## begin RECORDS SUPPLIED

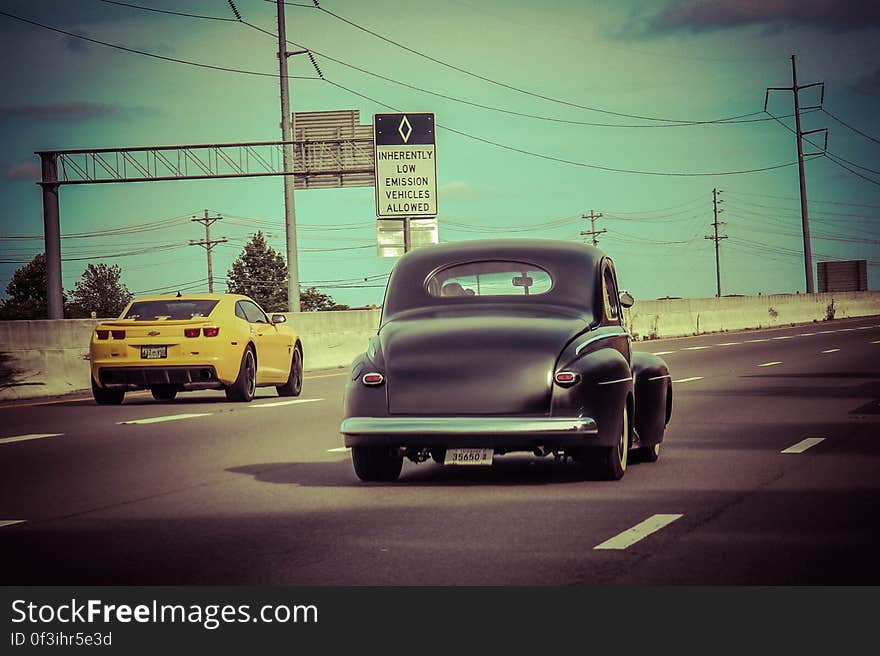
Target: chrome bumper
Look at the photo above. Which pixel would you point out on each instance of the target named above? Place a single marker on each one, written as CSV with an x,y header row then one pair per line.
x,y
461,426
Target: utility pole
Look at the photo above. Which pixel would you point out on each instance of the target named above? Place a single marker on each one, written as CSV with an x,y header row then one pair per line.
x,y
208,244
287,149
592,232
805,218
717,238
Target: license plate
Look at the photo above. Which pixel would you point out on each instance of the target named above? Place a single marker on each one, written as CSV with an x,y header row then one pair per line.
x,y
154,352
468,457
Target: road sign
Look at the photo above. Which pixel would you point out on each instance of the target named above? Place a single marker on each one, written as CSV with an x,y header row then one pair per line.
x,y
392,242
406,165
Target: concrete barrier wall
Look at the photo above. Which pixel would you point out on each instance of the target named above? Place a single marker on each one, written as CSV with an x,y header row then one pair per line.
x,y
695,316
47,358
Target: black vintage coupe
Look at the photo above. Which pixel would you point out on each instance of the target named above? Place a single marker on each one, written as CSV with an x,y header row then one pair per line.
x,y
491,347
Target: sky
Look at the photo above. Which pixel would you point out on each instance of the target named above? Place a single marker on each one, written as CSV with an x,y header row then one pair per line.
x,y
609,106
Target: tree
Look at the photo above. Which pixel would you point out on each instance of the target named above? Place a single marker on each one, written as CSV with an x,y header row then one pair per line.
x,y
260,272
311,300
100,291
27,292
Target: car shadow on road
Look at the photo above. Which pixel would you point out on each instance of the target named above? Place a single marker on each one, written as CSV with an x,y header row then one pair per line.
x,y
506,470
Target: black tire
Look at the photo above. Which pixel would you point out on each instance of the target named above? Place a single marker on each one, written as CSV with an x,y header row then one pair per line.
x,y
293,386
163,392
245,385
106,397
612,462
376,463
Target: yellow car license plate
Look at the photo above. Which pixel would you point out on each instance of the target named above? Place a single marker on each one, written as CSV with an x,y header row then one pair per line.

## end RECORDS SUPPLIED
## begin RECORDS SUPPLIED

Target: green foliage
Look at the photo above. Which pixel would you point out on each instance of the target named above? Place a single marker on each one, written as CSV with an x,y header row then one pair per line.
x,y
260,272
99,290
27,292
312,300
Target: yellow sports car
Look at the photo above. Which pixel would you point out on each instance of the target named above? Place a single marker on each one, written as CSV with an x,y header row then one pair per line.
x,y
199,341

## end RECORDS SUPPLIED

INSTRUCTION
Count the lines of the material above that contain the word "road". Give only the number.

OUTPUT BELOW
2